> Written problem
Scale the listing from the line containing "Where can you find the man's head" through the end of the listing, both ends included, by writing those lines out again with the requests unchanged and every pixel coordinate in the answers multiplied by 0.9 and rounded to a whole number, halves rounding up. Leave the pictures out.
****
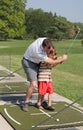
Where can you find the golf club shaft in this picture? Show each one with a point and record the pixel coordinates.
(60, 111)
(67, 51)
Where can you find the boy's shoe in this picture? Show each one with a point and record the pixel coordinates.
(44, 104)
(50, 108)
(38, 106)
(25, 107)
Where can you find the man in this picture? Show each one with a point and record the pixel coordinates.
(36, 53)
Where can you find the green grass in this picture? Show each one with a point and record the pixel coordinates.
(68, 117)
(67, 77)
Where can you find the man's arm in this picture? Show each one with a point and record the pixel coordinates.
(56, 61)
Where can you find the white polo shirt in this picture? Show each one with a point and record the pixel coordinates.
(35, 52)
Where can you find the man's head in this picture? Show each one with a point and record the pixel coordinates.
(47, 45)
(52, 53)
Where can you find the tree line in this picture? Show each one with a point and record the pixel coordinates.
(17, 22)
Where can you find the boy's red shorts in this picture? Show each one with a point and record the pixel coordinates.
(45, 87)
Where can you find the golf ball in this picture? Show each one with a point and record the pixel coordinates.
(57, 119)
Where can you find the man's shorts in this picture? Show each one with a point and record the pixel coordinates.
(31, 69)
(45, 87)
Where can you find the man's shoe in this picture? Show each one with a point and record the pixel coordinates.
(25, 107)
(50, 108)
(38, 106)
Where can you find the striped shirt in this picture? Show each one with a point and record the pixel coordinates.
(45, 72)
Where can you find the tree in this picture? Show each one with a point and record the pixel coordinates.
(12, 18)
(37, 22)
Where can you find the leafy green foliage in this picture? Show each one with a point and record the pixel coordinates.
(12, 16)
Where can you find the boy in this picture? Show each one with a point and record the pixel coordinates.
(45, 83)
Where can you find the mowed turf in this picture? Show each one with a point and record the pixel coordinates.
(35, 119)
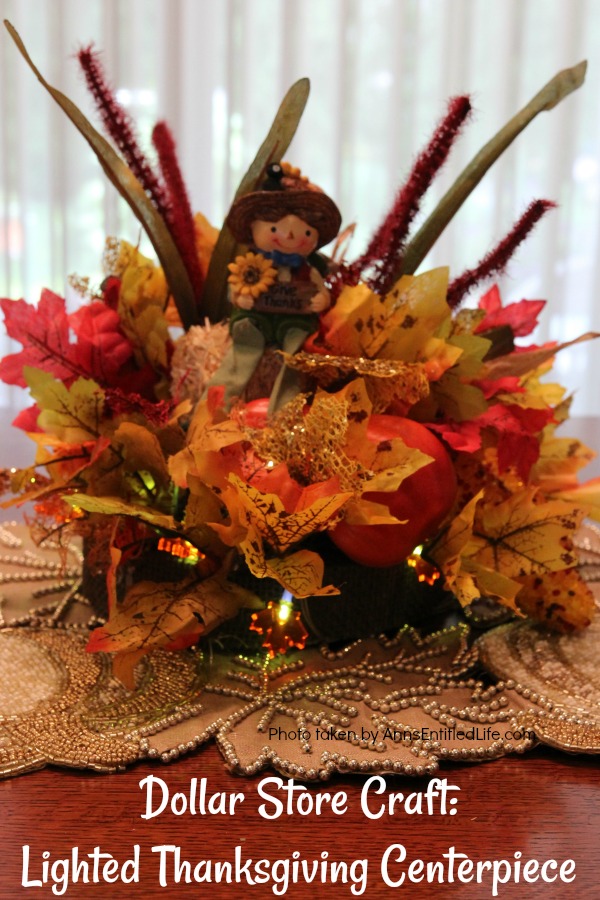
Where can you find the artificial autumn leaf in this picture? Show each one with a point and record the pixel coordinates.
(521, 317)
(524, 535)
(44, 332)
(388, 382)
(154, 614)
(72, 413)
(562, 601)
(276, 525)
(516, 430)
(447, 549)
(525, 361)
(458, 400)
(142, 299)
(586, 496)
(163, 614)
(280, 633)
(102, 349)
(560, 460)
(474, 581)
(141, 450)
(202, 507)
(300, 573)
(453, 394)
(393, 327)
(116, 506)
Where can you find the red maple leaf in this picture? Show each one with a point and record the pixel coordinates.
****
> Response to this exercise
Where can you find the man's head in this picture? Show each one with a point and record the pixel coordinates.
(42, 41)
(47, 48)
Where can you find the tree line in this picture? Show each one with a point and record the pixel coordinates.
(15, 20)
Where can you find the boy's red shorts in this picture? Show each one with a point and record the pixel coordinates.
(41, 78)
Where can you find the golf ball in this picture? Show each one with a point and record the pixel coordinates.
(51, 107)
Where can you find the man's shorts in this picture? Show each one with a point and record the pixel coordinates.
(28, 62)
(41, 78)
Where can you find the man's shoe in this picture? Show each one with a point and record the pixel coordinates.
(23, 96)
(45, 97)
(34, 95)
Where can you find the striped shirt in this picture? Show each one with a point and record the pixel coordinates.
(41, 65)
Where can you find the tree in this picture? Show each one with a point and record the pixel coordinates.
(11, 16)
(33, 20)
Where can you find the leafy green foliage in this picture? Show each one with a point and record the pixel coordinates.
(11, 14)
Where can you find the boy in this picture? Show each one with a point and record the pixel coordinates.
(41, 75)
Where can you find the mowed turf in this picture? Show each one with a point and record the pixel coordinates.
(32, 107)
Where can you find the artificial autumn leaf in this picture? Show each one with a point and record the pixel coordinates.
(469, 285)
(472, 482)
(40, 299)
(349, 344)
(139, 553)
(65, 372)
(506, 541)
(248, 473)
(464, 387)
(402, 494)
(473, 325)
(412, 360)
(128, 269)
(527, 446)
(147, 553)
(252, 570)
(92, 314)
(504, 414)
(427, 523)
(127, 405)
(182, 456)
(270, 516)
(408, 355)
(354, 294)
(104, 455)
Where can you find the red maple leaf in this picture? Show each one with a point and record the pixel coordinates.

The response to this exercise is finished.